Problem details
Go through the entries below and return every line that contains "surface".

Task inputs
════

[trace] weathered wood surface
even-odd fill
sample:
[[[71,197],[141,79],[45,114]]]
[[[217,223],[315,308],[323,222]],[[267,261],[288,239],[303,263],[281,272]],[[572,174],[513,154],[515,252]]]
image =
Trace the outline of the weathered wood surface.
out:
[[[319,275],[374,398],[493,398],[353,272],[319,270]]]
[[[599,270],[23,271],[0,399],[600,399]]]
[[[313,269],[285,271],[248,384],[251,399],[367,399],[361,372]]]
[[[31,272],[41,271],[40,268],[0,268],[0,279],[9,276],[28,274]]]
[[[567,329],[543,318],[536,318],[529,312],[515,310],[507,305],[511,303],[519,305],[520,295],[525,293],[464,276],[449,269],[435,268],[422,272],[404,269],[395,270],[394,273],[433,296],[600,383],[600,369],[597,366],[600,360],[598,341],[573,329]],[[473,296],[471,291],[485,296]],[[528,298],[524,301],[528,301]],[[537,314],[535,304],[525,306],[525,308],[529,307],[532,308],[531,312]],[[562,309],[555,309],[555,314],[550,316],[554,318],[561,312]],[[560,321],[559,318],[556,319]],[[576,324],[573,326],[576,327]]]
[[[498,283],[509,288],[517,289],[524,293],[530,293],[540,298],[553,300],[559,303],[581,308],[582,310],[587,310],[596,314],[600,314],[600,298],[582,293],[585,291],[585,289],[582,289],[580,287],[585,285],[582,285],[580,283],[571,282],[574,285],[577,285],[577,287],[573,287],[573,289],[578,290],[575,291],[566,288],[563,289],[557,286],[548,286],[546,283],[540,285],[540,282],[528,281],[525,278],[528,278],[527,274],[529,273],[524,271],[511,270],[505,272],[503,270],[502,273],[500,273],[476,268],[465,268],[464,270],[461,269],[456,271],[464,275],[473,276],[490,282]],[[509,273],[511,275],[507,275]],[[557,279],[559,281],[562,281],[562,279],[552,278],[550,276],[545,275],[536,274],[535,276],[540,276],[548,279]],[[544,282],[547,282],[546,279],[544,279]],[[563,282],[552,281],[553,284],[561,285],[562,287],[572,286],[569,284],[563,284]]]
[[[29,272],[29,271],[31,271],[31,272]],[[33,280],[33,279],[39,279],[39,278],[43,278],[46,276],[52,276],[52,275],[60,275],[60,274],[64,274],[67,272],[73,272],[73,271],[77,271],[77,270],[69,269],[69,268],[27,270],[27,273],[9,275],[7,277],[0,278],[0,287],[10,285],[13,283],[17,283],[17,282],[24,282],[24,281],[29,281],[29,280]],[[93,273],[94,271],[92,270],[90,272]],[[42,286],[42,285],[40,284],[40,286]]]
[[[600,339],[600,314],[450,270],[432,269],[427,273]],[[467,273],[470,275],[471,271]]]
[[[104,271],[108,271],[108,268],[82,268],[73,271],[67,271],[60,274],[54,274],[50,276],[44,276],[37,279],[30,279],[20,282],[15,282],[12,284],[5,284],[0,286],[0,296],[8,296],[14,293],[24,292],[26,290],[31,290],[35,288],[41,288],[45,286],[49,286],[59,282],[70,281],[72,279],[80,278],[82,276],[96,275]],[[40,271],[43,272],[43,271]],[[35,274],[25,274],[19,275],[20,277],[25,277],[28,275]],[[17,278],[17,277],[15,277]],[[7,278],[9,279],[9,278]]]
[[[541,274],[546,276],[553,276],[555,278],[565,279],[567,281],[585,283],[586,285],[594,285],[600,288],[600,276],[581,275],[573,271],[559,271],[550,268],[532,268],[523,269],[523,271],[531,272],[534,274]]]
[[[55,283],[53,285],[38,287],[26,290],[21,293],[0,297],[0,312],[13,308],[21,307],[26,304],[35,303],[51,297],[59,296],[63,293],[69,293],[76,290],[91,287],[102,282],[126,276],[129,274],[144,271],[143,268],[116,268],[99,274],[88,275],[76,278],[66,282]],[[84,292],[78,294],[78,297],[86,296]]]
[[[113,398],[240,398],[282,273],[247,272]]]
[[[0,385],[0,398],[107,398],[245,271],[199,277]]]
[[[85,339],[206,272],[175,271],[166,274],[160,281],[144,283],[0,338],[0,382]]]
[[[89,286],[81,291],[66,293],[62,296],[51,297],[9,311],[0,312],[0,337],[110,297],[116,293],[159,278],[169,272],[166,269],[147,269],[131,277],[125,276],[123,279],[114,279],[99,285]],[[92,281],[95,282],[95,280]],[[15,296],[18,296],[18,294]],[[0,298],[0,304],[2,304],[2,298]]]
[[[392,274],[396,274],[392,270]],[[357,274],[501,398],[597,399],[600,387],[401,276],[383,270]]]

════

Finished task
[trace] weathered wood surface
Trace the outline of the weathered wood surface.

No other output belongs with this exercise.